### Requirement
Collect every line in the records below that contains the word "potted".

### Data for analysis
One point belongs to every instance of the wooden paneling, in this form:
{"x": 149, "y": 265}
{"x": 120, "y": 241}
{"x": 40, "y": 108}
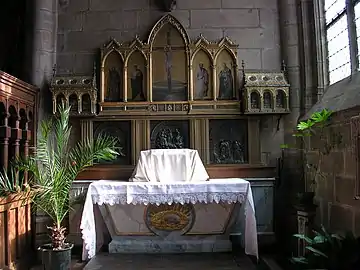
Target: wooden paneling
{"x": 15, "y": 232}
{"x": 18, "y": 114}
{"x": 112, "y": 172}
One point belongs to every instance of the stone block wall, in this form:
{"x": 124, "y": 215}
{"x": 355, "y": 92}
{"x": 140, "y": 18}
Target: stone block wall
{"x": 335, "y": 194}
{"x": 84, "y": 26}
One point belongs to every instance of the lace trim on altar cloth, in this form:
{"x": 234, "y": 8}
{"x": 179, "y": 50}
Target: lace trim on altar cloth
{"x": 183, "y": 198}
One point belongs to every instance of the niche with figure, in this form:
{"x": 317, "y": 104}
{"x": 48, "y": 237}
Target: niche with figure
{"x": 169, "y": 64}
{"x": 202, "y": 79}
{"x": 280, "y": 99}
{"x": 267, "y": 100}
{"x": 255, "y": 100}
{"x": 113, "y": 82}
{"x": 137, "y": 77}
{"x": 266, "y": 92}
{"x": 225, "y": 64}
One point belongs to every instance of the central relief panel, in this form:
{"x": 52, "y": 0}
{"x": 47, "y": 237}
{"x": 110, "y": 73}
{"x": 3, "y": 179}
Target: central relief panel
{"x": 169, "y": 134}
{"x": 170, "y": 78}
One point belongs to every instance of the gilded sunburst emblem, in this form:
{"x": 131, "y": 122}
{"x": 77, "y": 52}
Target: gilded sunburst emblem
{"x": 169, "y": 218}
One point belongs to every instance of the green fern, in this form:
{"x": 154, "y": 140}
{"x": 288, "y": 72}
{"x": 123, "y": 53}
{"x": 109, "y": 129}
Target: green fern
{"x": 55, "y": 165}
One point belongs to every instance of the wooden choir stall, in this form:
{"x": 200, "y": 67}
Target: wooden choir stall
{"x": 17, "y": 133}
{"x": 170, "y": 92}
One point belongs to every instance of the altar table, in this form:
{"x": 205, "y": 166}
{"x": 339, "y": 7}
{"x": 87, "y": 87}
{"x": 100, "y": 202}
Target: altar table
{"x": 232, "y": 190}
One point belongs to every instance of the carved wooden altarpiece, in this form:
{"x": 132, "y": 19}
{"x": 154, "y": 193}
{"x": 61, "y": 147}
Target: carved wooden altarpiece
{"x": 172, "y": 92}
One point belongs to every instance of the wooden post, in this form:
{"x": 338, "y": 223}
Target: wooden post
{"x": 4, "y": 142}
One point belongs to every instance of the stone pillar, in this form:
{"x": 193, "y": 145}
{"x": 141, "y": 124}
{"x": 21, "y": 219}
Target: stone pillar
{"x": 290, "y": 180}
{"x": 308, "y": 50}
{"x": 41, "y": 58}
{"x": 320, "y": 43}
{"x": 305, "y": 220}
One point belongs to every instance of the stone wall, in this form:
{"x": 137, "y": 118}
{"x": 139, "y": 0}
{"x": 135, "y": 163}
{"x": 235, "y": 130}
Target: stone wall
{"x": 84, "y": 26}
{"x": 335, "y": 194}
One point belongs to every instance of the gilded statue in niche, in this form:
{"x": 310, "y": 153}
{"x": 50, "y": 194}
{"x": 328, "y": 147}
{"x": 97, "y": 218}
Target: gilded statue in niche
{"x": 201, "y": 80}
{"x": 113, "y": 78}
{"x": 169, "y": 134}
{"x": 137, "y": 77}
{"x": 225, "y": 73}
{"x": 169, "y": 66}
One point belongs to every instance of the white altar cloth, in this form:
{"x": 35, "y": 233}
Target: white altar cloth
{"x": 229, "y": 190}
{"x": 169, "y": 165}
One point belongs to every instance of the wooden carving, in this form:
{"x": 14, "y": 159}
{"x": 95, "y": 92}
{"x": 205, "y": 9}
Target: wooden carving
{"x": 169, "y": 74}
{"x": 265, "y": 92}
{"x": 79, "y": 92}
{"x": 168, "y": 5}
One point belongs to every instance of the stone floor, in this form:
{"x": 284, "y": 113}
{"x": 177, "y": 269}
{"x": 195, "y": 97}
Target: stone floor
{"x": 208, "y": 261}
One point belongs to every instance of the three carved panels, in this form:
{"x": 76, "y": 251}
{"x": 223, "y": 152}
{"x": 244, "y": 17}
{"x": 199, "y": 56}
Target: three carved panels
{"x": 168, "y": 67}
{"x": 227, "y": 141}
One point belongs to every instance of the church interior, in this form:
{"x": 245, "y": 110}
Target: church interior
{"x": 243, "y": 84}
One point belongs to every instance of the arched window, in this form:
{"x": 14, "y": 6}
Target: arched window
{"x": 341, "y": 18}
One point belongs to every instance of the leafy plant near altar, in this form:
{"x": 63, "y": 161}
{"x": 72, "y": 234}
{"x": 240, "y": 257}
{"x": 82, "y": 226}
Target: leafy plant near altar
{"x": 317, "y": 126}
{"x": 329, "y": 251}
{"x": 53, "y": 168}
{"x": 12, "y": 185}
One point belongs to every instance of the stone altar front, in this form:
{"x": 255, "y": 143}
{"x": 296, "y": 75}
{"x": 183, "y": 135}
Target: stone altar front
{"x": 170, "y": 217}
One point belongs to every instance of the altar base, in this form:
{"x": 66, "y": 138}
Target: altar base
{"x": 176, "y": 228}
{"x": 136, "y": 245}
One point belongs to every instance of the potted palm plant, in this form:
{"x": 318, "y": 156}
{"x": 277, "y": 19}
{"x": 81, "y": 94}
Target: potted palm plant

### Solution for this problem
One point belongs to every instance of the potted palm plant, in this form:
Target: potted palm plant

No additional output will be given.